Stored data entries:
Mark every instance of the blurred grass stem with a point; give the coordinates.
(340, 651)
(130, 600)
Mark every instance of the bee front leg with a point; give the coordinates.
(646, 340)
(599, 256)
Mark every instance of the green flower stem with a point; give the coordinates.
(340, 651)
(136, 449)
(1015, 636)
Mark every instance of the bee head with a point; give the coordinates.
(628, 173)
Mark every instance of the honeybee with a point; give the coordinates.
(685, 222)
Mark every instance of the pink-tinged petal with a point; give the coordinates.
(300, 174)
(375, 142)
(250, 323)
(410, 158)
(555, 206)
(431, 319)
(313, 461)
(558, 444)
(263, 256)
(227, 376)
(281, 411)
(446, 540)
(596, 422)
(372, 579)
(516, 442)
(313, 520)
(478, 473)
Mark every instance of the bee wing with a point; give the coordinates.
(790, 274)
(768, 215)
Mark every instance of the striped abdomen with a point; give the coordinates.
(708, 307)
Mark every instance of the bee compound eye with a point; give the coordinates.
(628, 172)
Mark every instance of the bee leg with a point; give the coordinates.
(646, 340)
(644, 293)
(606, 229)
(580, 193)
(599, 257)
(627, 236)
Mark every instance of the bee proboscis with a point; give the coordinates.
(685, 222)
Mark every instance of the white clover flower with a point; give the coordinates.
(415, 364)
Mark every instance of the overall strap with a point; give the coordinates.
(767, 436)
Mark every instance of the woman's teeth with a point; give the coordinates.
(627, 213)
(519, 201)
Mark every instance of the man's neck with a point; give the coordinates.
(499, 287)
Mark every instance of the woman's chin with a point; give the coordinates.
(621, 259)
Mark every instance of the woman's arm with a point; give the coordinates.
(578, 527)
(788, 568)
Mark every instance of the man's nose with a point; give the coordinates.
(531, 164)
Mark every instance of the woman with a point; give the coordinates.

§ Work order:
Restate exactly, and only, every line from the one that contains "Mark every instance of the woman's arm" through the last line of the records.

§ Reply to the exercise:
Mark every instance of the woman's arm with a point; give the coordinates.
(578, 527)
(788, 568)
Mark every instance of the man's nose with a point; give the coordinates.
(531, 164)
Mark every instance of the woman with a point; give the coordinates.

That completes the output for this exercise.